**TESTO DI RIFERIMENTO:**
════

I cambiamenti che avvengono a livello «mentale» all’in­temo di un contesto psicoterapeutico, quindi, sono in grado di «ricablare» il cervello; in altri termini, «se cambi la mente cambi il cervello» (Paquette et al., 2003).

Il modo in cui la psicoterapia modifica le funzioni e le strutture del cervello sembra differire sia da quello degli psicofarmaci sia da quello dell’effetto placebo, che paiono invece produrre esiti analoghi a livello cerebrale (Mayberg et al., 2002; Furmark et al., 2002; Goldapple et al., 2004).

L’effetto prodotto dagli interventi di psicoterapia non è quindi aspecifico o legato all’effetto placebo, come sostenu­to da molti, bensì determinato da aspetti peculiari e specifici del trattamento psicoterapeutico.

è fondamentale che la terapia guidi la persona a vivere esperienze reiterate di cambiamento che consolidino definitivamente anche le modificazioni neuroplastiche a livello di sinapsi cerebrali, sfruttando una delle leggi principali della neuroplasticità, ossia quella di Hebb. Secondo questa legge, i neuroni che si attivano insieme si legano fra loro: un’esperienza ripetuta provoca cambiamenti strutturali nei neuroni che elaborano quell’esperienza, consolidando le connessioni sinaptiche reciproche. Via via che questi circuiti vengono esercitati diventano sempre più efficienti e automatici, dando vita a una vera e propria «abitudine» neuropsicologica. E, una volta acquisita, essa offre una forte resistenza ai tentativi di cambiarla e tende a estendersi sempre più nella mappa cere­brale impedendo che quello spazio venga occupato da altre abitudini. Questo spiega la grande difficoltà che abbiamo ad abbandonare i comportamenti disfunzionali e, sintoma­tici tipici di certi disturbi così come le nostre «cattive abi­tudini». Ma è vero anche il contrario; quando smettiamo di compiere un’attività per un lungo periodo, le connessioni si indeboliscono e col tempo molte vanno perdute (principio use it or lose it «usalo o lo perderai») (Doidge, 2015).

════

**Estratti del dataset:**
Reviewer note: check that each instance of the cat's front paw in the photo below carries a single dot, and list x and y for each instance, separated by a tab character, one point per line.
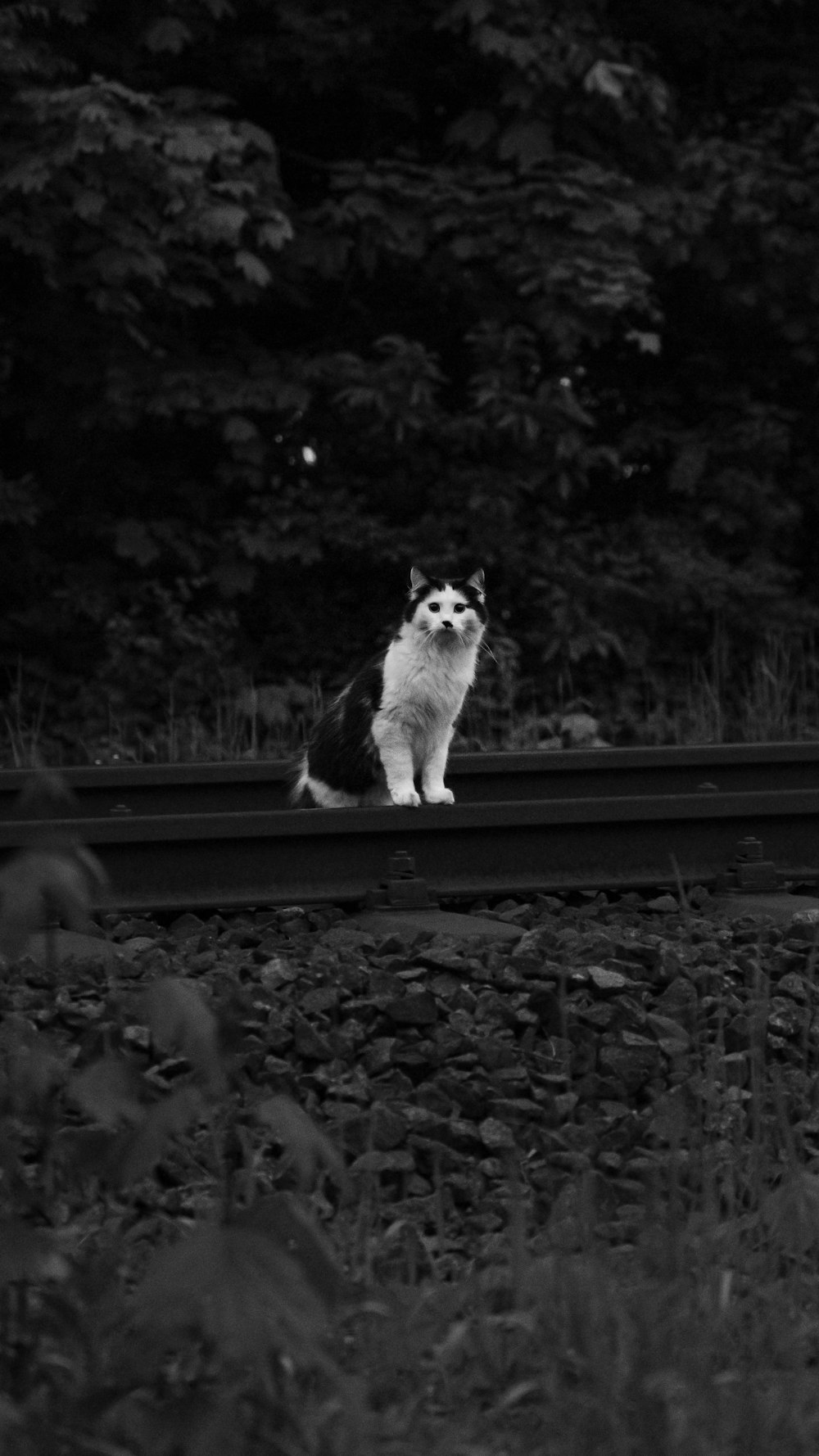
405	798
439	795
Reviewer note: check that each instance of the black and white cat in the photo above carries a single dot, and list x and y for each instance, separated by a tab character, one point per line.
396	718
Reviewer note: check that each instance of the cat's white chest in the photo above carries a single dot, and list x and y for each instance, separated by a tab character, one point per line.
426	689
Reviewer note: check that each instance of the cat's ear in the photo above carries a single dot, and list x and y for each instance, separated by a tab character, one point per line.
477	581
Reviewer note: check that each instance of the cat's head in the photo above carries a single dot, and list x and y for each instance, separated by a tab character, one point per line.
448	610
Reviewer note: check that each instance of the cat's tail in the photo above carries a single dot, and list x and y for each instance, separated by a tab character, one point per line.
299	793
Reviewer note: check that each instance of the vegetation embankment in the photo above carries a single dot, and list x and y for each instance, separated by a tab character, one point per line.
276	1182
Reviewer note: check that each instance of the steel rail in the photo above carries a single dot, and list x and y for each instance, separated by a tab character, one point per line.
289	857
261	785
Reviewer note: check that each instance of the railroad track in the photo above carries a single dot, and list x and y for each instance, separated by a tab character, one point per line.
220	834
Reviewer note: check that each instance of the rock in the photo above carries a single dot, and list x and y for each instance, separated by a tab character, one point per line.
413	1010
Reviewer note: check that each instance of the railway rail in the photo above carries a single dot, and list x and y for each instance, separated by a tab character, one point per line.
220	836
477	778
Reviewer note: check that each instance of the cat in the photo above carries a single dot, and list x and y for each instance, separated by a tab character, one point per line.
396	718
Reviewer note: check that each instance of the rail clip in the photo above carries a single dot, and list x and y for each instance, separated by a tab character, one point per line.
748	874
402	890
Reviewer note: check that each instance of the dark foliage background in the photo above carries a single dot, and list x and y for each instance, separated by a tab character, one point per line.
295	293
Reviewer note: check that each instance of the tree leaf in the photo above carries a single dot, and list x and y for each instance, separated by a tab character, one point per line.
252	269
238	1289
179	1020
297	1133
108	1091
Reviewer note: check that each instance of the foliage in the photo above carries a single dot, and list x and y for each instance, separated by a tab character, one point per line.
292	297
124	1338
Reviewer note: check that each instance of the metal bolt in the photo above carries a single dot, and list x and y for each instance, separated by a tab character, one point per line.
401	866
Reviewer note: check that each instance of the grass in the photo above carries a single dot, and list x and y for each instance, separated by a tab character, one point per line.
774	699
676	1317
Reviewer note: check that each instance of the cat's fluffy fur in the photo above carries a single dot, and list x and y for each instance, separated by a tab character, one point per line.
396	718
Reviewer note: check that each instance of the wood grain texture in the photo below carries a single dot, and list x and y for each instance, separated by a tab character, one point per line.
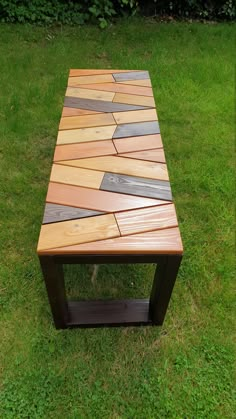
93	199
89	72
109	313
134	100
144	142
145	82
89	94
121	88
86	134
133	75
77	231
83	150
138	186
76	176
86	121
77	111
146	219
80	80
156	155
123	166
135	116
167	241
140	128
99	106
55	213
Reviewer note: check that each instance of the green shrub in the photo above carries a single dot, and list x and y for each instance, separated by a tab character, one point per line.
102	11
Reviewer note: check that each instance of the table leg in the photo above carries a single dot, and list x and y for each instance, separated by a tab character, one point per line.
164	280
54	281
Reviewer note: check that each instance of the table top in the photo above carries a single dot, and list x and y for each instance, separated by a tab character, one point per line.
109	190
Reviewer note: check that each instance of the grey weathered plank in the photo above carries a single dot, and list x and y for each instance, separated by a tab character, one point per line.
100	105
54	213
139	128
133	75
139	186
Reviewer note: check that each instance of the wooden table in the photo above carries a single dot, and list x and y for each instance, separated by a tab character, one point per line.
109	197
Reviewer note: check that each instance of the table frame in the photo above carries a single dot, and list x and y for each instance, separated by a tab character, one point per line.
99	313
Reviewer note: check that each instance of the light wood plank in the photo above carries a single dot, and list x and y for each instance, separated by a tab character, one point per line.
167	241
133	75
146	219
76	176
77	231
156	155
121	88
89	94
135	116
82	150
145	82
86	121
122	165
144	142
77	111
99	105
77	81
89	72
134	99
97	200
86	134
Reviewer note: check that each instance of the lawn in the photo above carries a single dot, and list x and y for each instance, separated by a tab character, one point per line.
185	368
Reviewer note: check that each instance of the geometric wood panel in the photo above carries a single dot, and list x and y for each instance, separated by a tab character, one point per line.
122	165
109	189
156	155
167	241
138	143
82	150
54	213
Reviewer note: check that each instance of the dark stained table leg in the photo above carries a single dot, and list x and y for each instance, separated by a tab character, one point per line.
164	280
54	280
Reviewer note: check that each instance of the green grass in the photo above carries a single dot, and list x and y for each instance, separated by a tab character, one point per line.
185	368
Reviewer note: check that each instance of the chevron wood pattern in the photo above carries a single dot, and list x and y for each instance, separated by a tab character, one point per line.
109	189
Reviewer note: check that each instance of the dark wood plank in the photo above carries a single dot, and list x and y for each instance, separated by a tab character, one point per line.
100	105
54	213
138	186
133	75
140	128
108	313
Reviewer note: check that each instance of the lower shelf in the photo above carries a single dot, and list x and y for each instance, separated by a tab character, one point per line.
108	313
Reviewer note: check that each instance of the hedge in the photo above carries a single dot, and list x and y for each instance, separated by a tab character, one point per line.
102	11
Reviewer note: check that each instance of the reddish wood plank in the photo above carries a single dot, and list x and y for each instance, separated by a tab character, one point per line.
89	72
144	142
147	219
83	150
77	231
76	111
144	115
167	241
120	88
86	121
145	82
155	155
123	166
91	79
95	199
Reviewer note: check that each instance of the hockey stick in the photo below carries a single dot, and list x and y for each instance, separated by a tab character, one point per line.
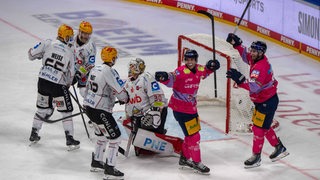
57	120
243	13
213	47
75	97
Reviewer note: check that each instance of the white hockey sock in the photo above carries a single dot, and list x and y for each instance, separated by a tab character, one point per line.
100	148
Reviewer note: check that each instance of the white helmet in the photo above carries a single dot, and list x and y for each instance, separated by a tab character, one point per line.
136	67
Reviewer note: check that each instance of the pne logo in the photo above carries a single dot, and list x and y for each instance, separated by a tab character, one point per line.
154	144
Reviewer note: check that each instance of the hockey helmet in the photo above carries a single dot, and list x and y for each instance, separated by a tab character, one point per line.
65	32
85	27
109	54
136	66
260	46
191	53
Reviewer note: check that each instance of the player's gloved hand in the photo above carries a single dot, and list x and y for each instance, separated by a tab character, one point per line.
122	102
234	40
213	65
152	118
76	77
236	76
161	76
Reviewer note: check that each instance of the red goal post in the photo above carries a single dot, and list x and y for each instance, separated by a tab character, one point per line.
234	102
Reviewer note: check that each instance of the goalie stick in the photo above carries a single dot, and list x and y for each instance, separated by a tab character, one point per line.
243	13
213	47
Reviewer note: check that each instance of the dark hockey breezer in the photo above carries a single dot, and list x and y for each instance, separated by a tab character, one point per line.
55	78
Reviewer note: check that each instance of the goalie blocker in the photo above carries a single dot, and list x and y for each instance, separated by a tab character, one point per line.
151	141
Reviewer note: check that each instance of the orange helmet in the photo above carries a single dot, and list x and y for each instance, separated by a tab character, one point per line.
85	27
109	54
65	32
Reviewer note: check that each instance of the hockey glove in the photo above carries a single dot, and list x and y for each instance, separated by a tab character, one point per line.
236	76
161	76
213	65
234	40
152	118
76	78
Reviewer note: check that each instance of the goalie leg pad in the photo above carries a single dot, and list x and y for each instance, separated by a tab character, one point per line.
100	148
113	151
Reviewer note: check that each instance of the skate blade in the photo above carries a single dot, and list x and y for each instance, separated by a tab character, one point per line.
110	177
193	170
96	169
185	168
282	155
32	143
73	147
252	166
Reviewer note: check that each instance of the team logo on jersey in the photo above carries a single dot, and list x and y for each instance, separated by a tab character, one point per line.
155	86
92	59
37	45
255	74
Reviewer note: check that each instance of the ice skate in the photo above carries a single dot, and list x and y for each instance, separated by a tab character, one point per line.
201	168
110	172
279	152
90	124
71	143
96	166
34	137
185	163
253	161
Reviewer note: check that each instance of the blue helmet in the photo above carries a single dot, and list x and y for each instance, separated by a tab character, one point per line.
191	53
259	46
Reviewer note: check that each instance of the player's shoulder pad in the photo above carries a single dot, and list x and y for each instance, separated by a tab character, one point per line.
148	77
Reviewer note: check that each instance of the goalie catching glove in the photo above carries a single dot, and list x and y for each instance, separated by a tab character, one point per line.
151	119
236	76
234	40
213	65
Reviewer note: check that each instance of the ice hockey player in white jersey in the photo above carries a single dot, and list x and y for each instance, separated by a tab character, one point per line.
85	53
103	87
55	78
147	105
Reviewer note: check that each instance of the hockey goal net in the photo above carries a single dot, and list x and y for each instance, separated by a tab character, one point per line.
235	102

════

**COMPITO ASSEGNATO 1:**
Elenca tutti i riferimenti bibliografici citati tra parentesi nel testo di riferimento sulla psicoterapia e la neuroplasticità, nell'ordine in cui compaiono.
**COMPITO ASSEGNATO 2:**
Prosegui il testo di riferimento sulla psicoterapia e la neuroplasticità a partire dalla sua ultima frase.

**RISPOSTA 1:**
- Paquette et al., 2003
- Mayberg et al., 2002
- Furmark et al., 2002
- Goldapple et al., 2004
- Doidge, 2015

**RISPOSTA 2:**
È così che le psicoterapie che si avvalgono anche di «com­piti» da eseguire a casa sono in grado di accelerare i cambiamenti neuroplastici del cervello, poiché permettono di aggirare le intrinseche resistenze al cambiamento e di eser­citare nuovi modelli comportamentali, percettivi e cognitivi. Grazie alle prescrizioni di comportamento, il terapeuta può strutturare esperienze concrete («eventi casuali pianificati») che permettano di depotenziare fino ad annullare le connes­sioni cerebrali disfunzionali (per esempio, i comportamenti rituali dei pazienti ossessivo-compulsivi) e, parallelamente, esercitare nuovi circuiti neurali funzionali.

I principi tera­peutici della plasticità suggeriscono anche che i «compiti» più efficaci sono quelli progressivi, in stretta relazione con la vita quotidiana, e che le terapie più efficaci sono quelle concentrate in un breve periodo di tempo

Ma qual è la differenza tra «cambiare il cervello» tramite gli psicofarmaci o farlo con una psicoterapia?

Secondo LeDoux (2002), i farmaci sono in grado di intervenire sui sin­tomi di un disturbo o di predisporre il terreno perché questo possa essere superato, ma la «guarigione» definitiva neces­sita sempre di cambiamenti a livello esperienziale. Cambia­menti che inducano la formazione di nuovi apprendimenti e nuove memorie a livello percettivo, emotivo, comportamen­tale e cognitivo quali sono quelli prodotti dagli interventi di psicoterapia.

Come argomentato dallo stesso LeDoux, «i farmaci possono produrre cambiamenti adattivi nei circuiti cerebrali o porli in uno stato in cui adattamento e appren­dimento risultino facilitati. Ma non c’è alcuna garanzia che, abbandonato a se stesso, il cervello apprenda le cose giuste» (2002, tr. it, p. 418). Nella misura in cui gli psicofarmaci possono agire solo sui neurotrasmettitori e sui neuromodu­latori, quindi, è evidente che il loro ruolo non può che essere sintomatico.

La totale risoluzione di un disturbo, intesa nei termini di un cambiamento strutturale e duraturo di ordine sia sinaptico sia psicologico, è possibile solo grazie a espe­rienze nuove e ripetute, in grado di modificare in maniera persistente la rete neurale, ovvero il nostro Sé.